== What you should do ==
Turn each of the rows below into a JSON list of strings with one string per line, leaving out any blank lines.
------------------------
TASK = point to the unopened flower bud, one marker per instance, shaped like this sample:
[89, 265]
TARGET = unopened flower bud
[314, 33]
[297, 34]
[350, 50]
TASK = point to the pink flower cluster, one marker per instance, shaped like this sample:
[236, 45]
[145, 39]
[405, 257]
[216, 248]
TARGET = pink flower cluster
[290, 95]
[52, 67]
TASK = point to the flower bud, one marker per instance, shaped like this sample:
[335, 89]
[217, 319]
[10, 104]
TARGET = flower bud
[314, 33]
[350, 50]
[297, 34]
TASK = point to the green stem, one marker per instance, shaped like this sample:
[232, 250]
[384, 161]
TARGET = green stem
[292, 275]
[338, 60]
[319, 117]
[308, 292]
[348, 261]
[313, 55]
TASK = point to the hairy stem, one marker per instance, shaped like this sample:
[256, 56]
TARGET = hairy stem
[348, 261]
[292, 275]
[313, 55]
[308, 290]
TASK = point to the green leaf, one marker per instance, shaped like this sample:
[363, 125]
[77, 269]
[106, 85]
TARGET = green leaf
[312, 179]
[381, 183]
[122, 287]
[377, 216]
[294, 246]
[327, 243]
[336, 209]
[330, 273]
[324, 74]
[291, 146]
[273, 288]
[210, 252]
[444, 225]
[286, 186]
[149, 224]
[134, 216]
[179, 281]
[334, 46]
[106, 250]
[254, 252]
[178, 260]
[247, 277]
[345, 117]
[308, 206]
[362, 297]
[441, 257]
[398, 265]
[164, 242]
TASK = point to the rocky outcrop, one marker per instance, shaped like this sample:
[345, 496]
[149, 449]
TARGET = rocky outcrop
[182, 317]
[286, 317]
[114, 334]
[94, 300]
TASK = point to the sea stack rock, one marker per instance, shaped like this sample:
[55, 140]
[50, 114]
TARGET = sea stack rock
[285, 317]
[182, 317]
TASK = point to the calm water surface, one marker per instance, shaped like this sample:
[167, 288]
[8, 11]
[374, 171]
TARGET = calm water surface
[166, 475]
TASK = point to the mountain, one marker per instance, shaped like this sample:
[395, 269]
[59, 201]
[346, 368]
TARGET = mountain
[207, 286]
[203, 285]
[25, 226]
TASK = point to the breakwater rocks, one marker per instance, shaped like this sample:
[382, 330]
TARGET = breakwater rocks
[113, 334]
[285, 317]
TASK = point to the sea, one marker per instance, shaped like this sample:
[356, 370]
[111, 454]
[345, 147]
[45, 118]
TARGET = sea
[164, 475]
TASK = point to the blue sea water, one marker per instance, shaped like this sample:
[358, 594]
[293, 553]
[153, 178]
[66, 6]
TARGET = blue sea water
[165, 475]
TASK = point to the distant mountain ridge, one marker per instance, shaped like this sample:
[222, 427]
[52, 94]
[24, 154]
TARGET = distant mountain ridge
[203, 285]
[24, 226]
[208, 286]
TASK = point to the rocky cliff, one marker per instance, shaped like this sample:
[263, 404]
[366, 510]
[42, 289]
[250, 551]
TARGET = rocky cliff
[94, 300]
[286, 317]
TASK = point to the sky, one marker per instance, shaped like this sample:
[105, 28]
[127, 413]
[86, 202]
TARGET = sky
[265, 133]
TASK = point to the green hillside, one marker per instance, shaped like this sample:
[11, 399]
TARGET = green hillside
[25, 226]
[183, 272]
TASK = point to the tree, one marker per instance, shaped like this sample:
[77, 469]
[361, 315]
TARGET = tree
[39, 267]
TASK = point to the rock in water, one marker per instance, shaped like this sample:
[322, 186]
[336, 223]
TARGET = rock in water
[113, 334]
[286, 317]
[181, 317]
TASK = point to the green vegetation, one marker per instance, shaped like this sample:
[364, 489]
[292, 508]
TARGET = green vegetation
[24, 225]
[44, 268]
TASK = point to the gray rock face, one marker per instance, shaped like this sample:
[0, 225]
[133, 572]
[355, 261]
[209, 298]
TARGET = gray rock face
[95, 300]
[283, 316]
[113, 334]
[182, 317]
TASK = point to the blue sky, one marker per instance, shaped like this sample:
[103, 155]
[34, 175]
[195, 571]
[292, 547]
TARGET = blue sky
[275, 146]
------------------------
== Result of the task ==
[
  "TASK = point to the unopened flower bud, one marker per instance, shaped like this sample:",
  "[89, 265]",
  "TARGET = unopened flower bud",
  "[314, 33]",
  "[297, 34]",
  "[350, 50]",
  "TASK = point to the pink flower cluster, one marker per instance, shaped like this sample:",
  "[236, 45]",
  "[145, 39]",
  "[405, 257]",
  "[216, 248]",
  "TARGET = pink flower cluster",
  "[290, 95]",
  "[52, 67]",
  "TASK = point to the flower bud, one marker per instance, shaped like this sample:",
  "[335, 89]",
  "[217, 319]",
  "[10, 104]",
  "TARGET = flower bud",
  "[314, 33]",
  "[350, 50]",
  "[297, 34]",
  "TASK = point to the green stem, one marker per instance, shaped like this sample:",
  "[232, 250]",
  "[384, 161]",
  "TARGET = green stem",
  "[292, 275]",
  "[338, 60]",
  "[319, 117]",
  "[308, 292]",
  "[348, 261]",
  "[313, 55]",
  "TASK = point to the hairy stem, one marker per instance, shaped like this sample:",
  "[256, 56]",
  "TARGET = hairy stem",
  "[348, 261]",
  "[292, 275]",
  "[313, 55]",
  "[308, 290]",
  "TASK = point to the green leaf, one marker per instance, shaped like this sample:",
  "[363, 125]",
  "[77, 269]",
  "[106, 85]",
  "TARGET = green leaf",
  "[312, 179]",
  "[381, 183]",
  "[122, 287]",
  "[377, 216]",
  "[294, 246]",
  "[327, 243]",
  "[336, 209]",
  "[330, 273]",
  "[324, 74]",
  "[291, 146]",
  "[273, 288]",
  "[210, 252]",
  "[444, 225]",
  "[286, 186]",
  "[149, 224]",
  "[134, 216]",
  "[179, 281]",
  "[334, 46]",
  "[106, 250]",
  "[254, 252]",
  "[178, 260]",
  "[247, 277]",
  "[345, 117]",
  "[308, 206]",
  "[362, 297]",
  "[441, 257]",
  "[398, 265]",
  "[164, 242]",
  "TASK = point to the rocky outcrop, one marker per instance, shaped like this sample:",
  "[345, 496]",
  "[149, 449]",
  "TARGET = rocky outcrop",
  "[182, 317]",
  "[286, 317]",
  "[114, 334]",
  "[94, 300]",
  "TASK = point to the sea stack rock, one marker per instance, shaped like this sample:",
  "[55, 140]",
  "[50, 114]",
  "TARGET = sea stack rock",
  "[285, 317]",
  "[182, 317]",
  "TASK = point to the calm water surface, one marker per instance, shaped like this sample:",
  "[167, 288]",
  "[8, 11]",
  "[374, 171]",
  "TARGET = calm water surface",
  "[166, 475]",
  "TASK = point to the mountain, one marker per instance, shaped like this sample:",
  "[395, 269]",
  "[59, 201]",
  "[346, 368]",
  "TARGET = mountain",
  "[207, 286]",
  "[203, 285]",
  "[25, 226]",
  "TASK = point to the breakwater rocks, one marker per instance, shaped like this sample:",
  "[382, 330]",
  "TARGET = breakwater rocks",
  "[113, 334]",
  "[285, 317]",
  "TASK = point to the sea, one marker per instance, shaped like this sample:",
  "[356, 370]",
  "[111, 454]",
  "[345, 147]",
  "[45, 118]",
  "TARGET = sea",
  "[164, 475]",
  "TASK = point to the blue sea water, one marker per instance, shaped like this sample:",
  "[358, 594]",
  "[293, 553]",
  "[153, 178]",
  "[66, 6]",
  "TARGET = blue sea water",
  "[165, 475]",
  "TASK = point to the distant mountain ridge, one marker per instance, shaped like this sample:",
  "[222, 427]",
  "[52, 94]",
  "[24, 154]",
  "TARGET = distant mountain ridge",
  "[203, 285]",
  "[24, 226]",
  "[208, 286]",
  "TASK = point to the rocky cliff, one marker per instance, shaped like this sample:",
  "[263, 404]",
  "[366, 510]",
  "[42, 289]",
  "[250, 551]",
  "TARGET = rocky cliff",
  "[94, 300]",
  "[286, 317]",
  "TASK = point to the sky, one marker per instance, shaped like this sample:",
  "[105, 28]",
  "[127, 413]",
  "[86, 202]",
  "TARGET = sky",
  "[265, 133]",
  "TASK = point to the green hillside, one marker per instance, shaped like this sample:",
  "[11, 399]",
  "TARGET = green hillside",
  "[25, 226]",
  "[183, 272]",
  "TASK = point to the tree, one marker per instance, shaped like this sample:",
  "[77, 469]",
  "[361, 315]",
  "TARGET = tree",
  "[39, 267]",
  "TASK = point to the rock in water, one marker per instance, shaped like this sample:",
  "[322, 186]",
  "[336, 223]",
  "TARGET = rock in water",
  "[113, 334]",
  "[286, 317]",
  "[181, 317]",
  "TASK = point to the green vegetation, one marker per instance, shaped like this sample:",
  "[364, 489]",
  "[292, 508]",
  "TARGET = green vegetation",
  "[24, 225]",
  "[44, 268]",
  "TASK = point to the gray rock face, one marker per instance, shaped like this sample:",
  "[0, 225]",
  "[133, 572]",
  "[355, 261]",
  "[209, 298]",
  "TARGET = gray rock face",
  "[95, 300]",
  "[283, 316]",
  "[113, 334]",
  "[182, 317]",
  "TASK = point to the blue sky, one marker per instance, shaped like this sample:",
  "[103, 155]",
  "[34, 175]",
  "[195, 571]",
  "[292, 547]",
  "TARGET = blue sky",
  "[275, 146]"
]